• Task description
Extract the records below word for word and ignore the images.

>> begin Excerpted data

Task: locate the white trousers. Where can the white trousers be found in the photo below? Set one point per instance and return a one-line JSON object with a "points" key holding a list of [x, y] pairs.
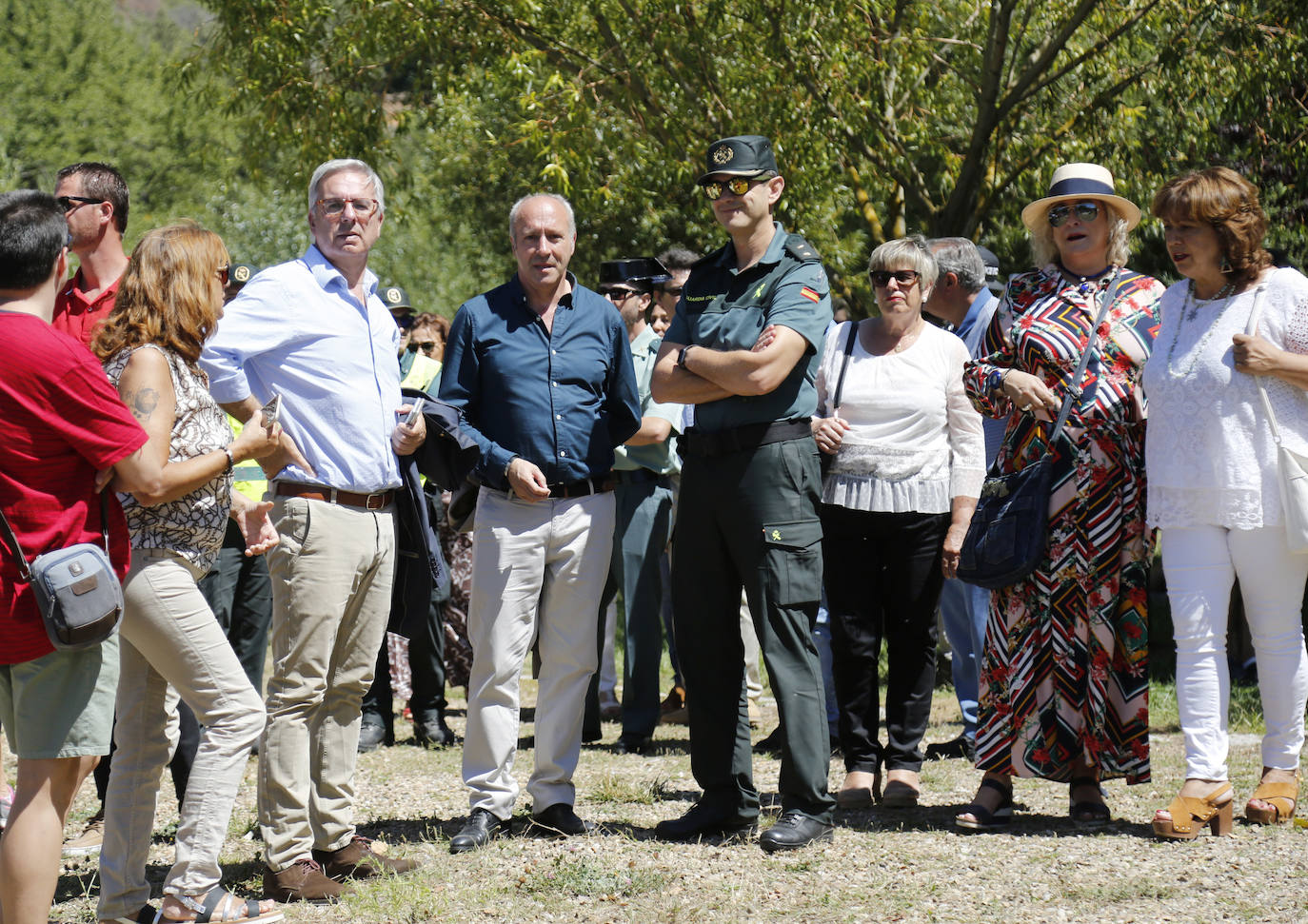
{"points": [[1201, 563], [538, 571]]}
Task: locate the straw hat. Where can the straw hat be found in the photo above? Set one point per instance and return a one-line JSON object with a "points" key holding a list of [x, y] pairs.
{"points": [[1073, 182]]}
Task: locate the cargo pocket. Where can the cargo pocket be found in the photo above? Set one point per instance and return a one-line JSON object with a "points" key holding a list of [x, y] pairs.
{"points": [[793, 560]]}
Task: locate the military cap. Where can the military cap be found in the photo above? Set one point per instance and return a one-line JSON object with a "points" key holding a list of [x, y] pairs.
{"points": [[637, 272], [739, 156]]}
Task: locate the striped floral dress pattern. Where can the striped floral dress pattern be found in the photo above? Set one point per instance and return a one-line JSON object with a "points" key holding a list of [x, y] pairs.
{"points": [[1063, 671]]}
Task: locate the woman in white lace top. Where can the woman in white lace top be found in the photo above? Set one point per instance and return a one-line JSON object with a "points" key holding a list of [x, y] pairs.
{"points": [[1213, 487], [908, 464], [168, 302]]}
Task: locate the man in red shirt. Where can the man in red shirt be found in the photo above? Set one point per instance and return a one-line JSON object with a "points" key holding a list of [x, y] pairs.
{"points": [[60, 423], [94, 202]]}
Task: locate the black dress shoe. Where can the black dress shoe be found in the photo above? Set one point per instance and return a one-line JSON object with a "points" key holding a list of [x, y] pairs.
{"points": [[371, 735], [432, 732], [703, 821], [559, 819], [794, 830], [478, 830]]}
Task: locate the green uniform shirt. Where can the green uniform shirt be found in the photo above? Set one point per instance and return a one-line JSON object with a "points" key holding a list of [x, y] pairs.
{"points": [[658, 458], [726, 308]]}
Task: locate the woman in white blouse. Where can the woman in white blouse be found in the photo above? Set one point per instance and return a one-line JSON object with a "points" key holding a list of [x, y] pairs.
{"points": [[1213, 487], [908, 464]]}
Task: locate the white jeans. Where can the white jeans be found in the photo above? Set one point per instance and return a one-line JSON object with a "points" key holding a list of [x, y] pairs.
{"points": [[1201, 563], [168, 638], [538, 571]]}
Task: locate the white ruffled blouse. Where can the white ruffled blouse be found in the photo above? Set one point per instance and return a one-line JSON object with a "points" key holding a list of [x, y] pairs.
{"points": [[915, 440], [1209, 452]]}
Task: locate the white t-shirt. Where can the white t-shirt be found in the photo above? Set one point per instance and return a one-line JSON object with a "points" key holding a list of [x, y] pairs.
{"points": [[1209, 452], [915, 440]]}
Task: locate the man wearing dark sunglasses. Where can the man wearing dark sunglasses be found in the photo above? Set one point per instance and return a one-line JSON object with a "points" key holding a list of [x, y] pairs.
{"points": [[93, 198], [743, 349]]}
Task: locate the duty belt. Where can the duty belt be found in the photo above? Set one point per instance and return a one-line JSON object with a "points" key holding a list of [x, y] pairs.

>> end Excerpted data

• Task output
Task: locate the white trousers. Where can the white trousers be found in the photo below? Set one point per instance and return a one-line JSON object with a "points" key holding a list of [x, y] pairs.
{"points": [[1201, 563], [538, 571]]}
Task: locate the straw hat. Where can the straw hat be found in the photo above? Set one point per instance and return a one-line JSON object with a "points" key holding a list of [x, y] pairs.
{"points": [[1073, 182]]}
Task: locate the cargo pocket. Where can the cargo pocket be found in the photo above? Set one point per instance and return a one-line JSON object with a "points" key holding a list of [x, y] pairs.
{"points": [[793, 560]]}
Task: locate the military cap. Where can the military cap be found in the photo above? Set one point per instance and return a one-line JSON object with a "points" key holding a list of [x, y] pairs.
{"points": [[637, 272], [739, 156]]}
Task: locate the striped floral dress pattern. Where can the striped floral dress pattern be found in the photo above? Set one point per instance and return a one-line JSON object with a "points" key holding a list of [x, y] pairs.
{"points": [[1063, 671]]}
Task: locate the woman in white lace top. Where can the woman in white lace top be found in the photo above? Set one point per instance and return a one-line JSON object with a "points" key holding a list of [x, y] pairs.
{"points": [[1213, 487], [908, 464], [168, 302]]}
Task: locate the man in red shirt. Where can the man in red shirt be found in the photo above? Set one point per instance and return a one-line JSON object with a "points" key holding a list of [x, y] pairs.
{"points": [[60, 423], [94, 202]]}
Task: locate the black dress shoe. Where can the black dress shoe be found in the photo above? Set one point per instance and return a one-line JSON object with a "points" key holding a list of [x, y] pairs.
{"points": [[371, 735], [432, 732], [703, 821], [559, 819], [794, 830], [478, 830]]}
Task: locate the green uniform shirt. Where can the green uniform shirt be found in the photo above? Set one point per instance and return a one-line JSON object with a "points" key holding a list of [x, y] pairs.
{"points": [[658, 458], [726, 308]]}
Task: locate the woman in white blouse. Where can the woman in white blouse be found in the photo above? Set one point per instance and return a one-line JSON object with a "points" key holding a list of [x, y] pairs.
{"points": [[1213, 487], [908, 464]]}
Task: locate the white jeans. Where can the white jeans be found in the photo above? Set one point per instance and return a one-line JSON object with a "points" key holding a list of [x, y] pairs.
{"points": [[1201, 563], [168, 638], [538, 571]]}
Task: locate the white ruffled blouse. Where can the white ruffled blouse be found in the photo above? Set one point per instance and return a one-line JSON object with a "points" key holding a list of [x, y] pairs.
{"points": [[915, 440], [1209, 452]]}
Task: locate the white t-shirt. Where can the white t-shirt be found in the photo above? Set one point per instance and return a one-line JSON object with a "points" key holding a list of [x, y] pairs.
{"points": [[1209, 452], [915, 440]]}
Task: locate the man wearing dark sunglasses. Where can the man wearing dark sunglasses be found in the photo above? Set one point per instance and return a one-line JSON object with a "points" key holding a list of [x, y] pairs.
{"points": [[93, 198], [743, 349]]}
Task: locate the duty belt. Where can the duty belt be found in the photo above? Set one point per instance and return a one-line JSON object with a "points" key holding a list of [x, y] pairs.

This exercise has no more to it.